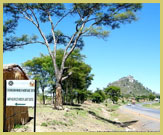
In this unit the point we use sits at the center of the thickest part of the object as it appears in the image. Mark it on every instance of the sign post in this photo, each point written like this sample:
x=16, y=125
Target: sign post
x=21, y=93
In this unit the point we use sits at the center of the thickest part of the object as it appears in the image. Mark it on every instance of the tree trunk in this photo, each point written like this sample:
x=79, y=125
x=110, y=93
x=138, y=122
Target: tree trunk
x=53, y=97
x=58, y=99
x=43, y=97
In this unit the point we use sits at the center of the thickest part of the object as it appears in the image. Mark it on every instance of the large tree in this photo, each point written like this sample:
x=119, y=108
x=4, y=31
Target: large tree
x=93, y=19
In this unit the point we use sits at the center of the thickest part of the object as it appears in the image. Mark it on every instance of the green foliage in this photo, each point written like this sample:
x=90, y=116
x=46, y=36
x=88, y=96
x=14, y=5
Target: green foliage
x=44, y=124
x=98, y=96
x=75, y=87
x=152, y=97
x=95, y=14
x=113, y=92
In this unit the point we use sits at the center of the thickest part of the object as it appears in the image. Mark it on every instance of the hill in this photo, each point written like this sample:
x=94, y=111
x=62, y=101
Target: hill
x=131, y=87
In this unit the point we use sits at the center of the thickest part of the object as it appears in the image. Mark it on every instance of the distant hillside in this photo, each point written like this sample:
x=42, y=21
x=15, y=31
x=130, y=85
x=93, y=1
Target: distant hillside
x=131, y=87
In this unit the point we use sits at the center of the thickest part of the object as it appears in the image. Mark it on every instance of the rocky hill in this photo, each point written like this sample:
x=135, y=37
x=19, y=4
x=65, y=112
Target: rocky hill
x=131, y=87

Task | The span to give again runs from the line with "Target: green foliage" through the last line of the records above; reproduce it exactly and nothing more.

Exercise response |
Target: green foliage
x=44, y=124
x=98, y=96
x=75, y=87
x=152, y=97
x=95, y=14
x=113, y=92
In this unit the point we use sits at the center of the thickest part of the object as it appears in the image. Mark it on every instance of the hill in this photo, each point written like this sample:
x=94, y=111
x=62, y=101
Target: hill
x=131, y=87
In this unit the point we use sits at the center of the thickest part of the object as it appears in the image. Mark it on every instance of the distant hillside in this photo, each point written like this sample:
x=42, y=21
x=15, y=31
x=130, y=85
x=93, y=1
Target: distant hillside
x=131, y=87
In this unit the point we use sits at the center of the thickest part of the object as it appears in the image. Mark it on every instance of the rocky hill in this photo, each point written like this sample:
x=135, y=37
x=19, y=4
x=65, y=112
Target: rocky hill
x=131, y=87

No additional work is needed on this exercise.